What you have to do: Which lines in the items below contain the word "farthest", matched with case counting? Pull out each such line in full.

Data shown:
┄┄┄┄┄┄

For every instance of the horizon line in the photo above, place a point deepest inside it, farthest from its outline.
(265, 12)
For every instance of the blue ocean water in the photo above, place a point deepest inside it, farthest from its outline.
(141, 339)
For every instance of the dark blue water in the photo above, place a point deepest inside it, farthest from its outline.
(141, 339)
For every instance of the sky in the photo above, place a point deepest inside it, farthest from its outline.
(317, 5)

┄┄┄┄┄┄

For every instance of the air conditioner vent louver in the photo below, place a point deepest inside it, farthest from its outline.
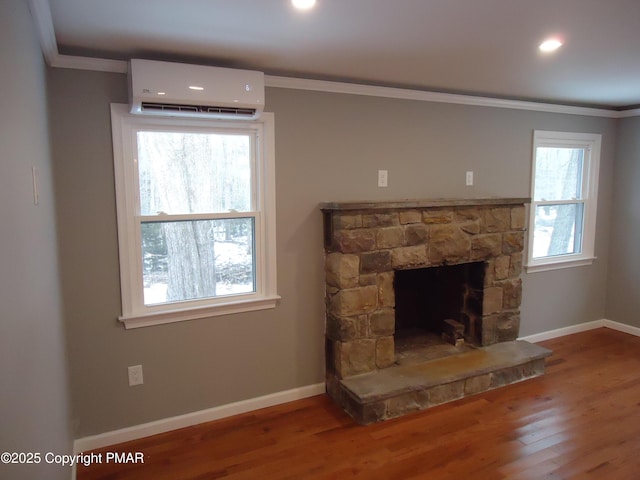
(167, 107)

┄┄┄┄┄┄

Task result:
For every instance of the horizon line in the photo above, place a point deepest inside it, farthest from its outline.
For every instance of the blue ocean water in the photo above, place a point deepest inside it, farthest from its outline.
For every instance of the dark blue water in the photo above, place a point deepest inside it, farthest from its outline.
For every instance of the sky in the photo above, place a point deepest inside it, farthest from its outline.
For every instance of the air conditioner vent louver in the photo below, place a point deepest inside it, farthest from its outline.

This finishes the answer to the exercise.